DATA LISTING
····················

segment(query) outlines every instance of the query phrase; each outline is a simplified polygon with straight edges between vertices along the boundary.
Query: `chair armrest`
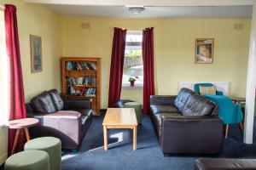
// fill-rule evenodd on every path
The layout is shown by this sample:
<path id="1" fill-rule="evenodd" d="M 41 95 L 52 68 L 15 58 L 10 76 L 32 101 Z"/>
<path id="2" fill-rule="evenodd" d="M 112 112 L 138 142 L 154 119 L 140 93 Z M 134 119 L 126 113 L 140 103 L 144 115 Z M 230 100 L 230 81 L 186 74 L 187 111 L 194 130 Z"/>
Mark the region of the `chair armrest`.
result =
<path id="1" fill-rule="evenodd" d="M 64 149 L 76 149 L 81 143 L 81 114 L 77 111 L 58 111 L 37 114 L 39 125 L 31 128 L 32 137 L 53 136 L 61 140 Z"/>
<path id="2" fill-rule="evenodd" d="M 73 109 L 92 109 L 92 99 L 64 99 L 64 110 L 69 110 Z"/>
<path id="3" fill-rule="evenodd" d="M 150 105 L 174 105 L 177 95 L 151 95 Z"/>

····················

PROMPT
Copy the entries word for word, from their first line through the line containing "76 L 32 101", and leave the pictures out of your copy.

WORKED SOLUTION
segment(query) outlines every instance of the query phrase; each outline is a simplified polygon with straight edges between vertices along the boundary.
Query: `chair armrest`
// fill-rule evenodd on every path
The layout is shown by this sample:
<path id="1" fill-rule="evenodd" d="M 41 95 L 52 68 L 15 58 L 10 76 L 32 101 Z"/>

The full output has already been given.